== EXERCISE ==
Skip the images. Copy the records exactly as written.

Source data:
((
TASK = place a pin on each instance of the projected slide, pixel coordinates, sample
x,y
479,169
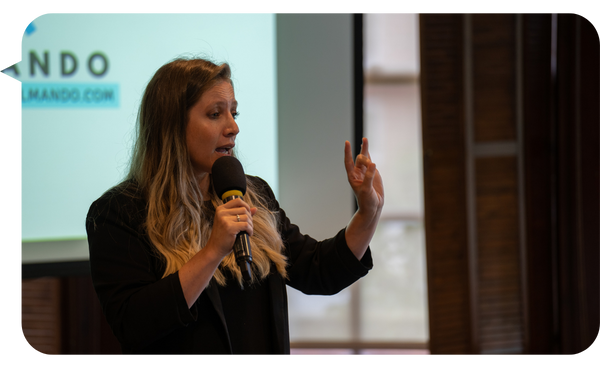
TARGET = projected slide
x,y
81,75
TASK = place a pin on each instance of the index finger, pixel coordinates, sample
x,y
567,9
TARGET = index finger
x,y
364,148
348,161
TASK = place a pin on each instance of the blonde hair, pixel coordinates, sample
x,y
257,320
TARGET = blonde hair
x,y
178,221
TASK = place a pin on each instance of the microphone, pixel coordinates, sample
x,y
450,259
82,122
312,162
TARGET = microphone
x,y
229,182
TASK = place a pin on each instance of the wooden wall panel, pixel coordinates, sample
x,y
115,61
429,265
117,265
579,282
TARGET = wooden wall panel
x,y
39,315
493,43
444,167
498,286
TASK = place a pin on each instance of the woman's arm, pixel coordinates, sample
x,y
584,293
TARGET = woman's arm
x,y
367,185
195,275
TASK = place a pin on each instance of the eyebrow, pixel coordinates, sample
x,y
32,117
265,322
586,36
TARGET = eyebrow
x,y
223,103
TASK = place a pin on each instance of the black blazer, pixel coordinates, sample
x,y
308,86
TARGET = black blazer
x,y
149,315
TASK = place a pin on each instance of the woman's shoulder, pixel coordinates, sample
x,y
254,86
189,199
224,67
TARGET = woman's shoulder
x,y
125,198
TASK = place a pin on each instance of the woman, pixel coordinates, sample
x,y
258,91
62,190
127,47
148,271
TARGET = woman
x,y
161,241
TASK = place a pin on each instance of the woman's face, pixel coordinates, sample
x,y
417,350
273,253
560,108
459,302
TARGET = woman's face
x,y
211,128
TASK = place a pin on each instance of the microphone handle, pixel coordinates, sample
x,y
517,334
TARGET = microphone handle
x,y
242,249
))
== EXERCISE OUTPUT ==
TASK = place a pin on each instance of the projected slide, pixel coordinates, sample
x,y
479,169
TARGET = projected slide
x,y
81,75
TASK = place a pin on each instance of the index finger, pixel coordinates, sample
x,y
567,9
TARGET = index finger
x,y
364,148
348,161
TASK = place a pin on each instance of the blonde hair, pixel coordinates, sample
x,y
257,320
TARGET = blonde hair
x,y
178,221
TASK = place a pin on each instance of the microphone, pixel coordinates, sample
x,y
450,259
82,122
312,162
TARGET = microphone
x,y
229,182
TASK = place a pin on each instance of the wooden wall panel, pixel coordinates, sample
x,y
115,61
429,265
117,265
579,282
TARGET = wooden wall panel
x,y
39,315
493,43
444,167
498,286
TASK = place a pin on each instance of the woman's arm, pixel coordinates, sample
x,y
584,293
TARGET = woman's arm
x,y
367,185
195,275
TASK = place a pin on each instance of the eyebrow, pixel coordinates, sample
x,y
32,117
265,322
586,36
TARGET = eyebrow
x,y
223,103
TASK = place a pin on each instance of the black blazer, pixel coordinates, sample
x,y
308,86
TARGET = black blazer
x,y
149,315
TASK = place a pin on each instance of the woman's shoulder, pixel coordinates, sample
x,y
254,86
189,199
224,67
TARGET = woman's shoulder
x,y
125,198
TASK = place a pin on each instance of the woman, pixel coordinates, sample
x,y
258,91
62,190
127,47
148,271
TARGET = woman
x,y
161,241
TASK = place a pin on each instance of the woman's face, pixel coordinates, sample
x,y
417,350
273,253
560,108
459,302
TARGET = woman's face
x,y
211,128
TASK = place a pin on each instance of the microphone handle, pixel coordinates, sample
x,y
517,334
TARGET = microphone handle
x,y
242,249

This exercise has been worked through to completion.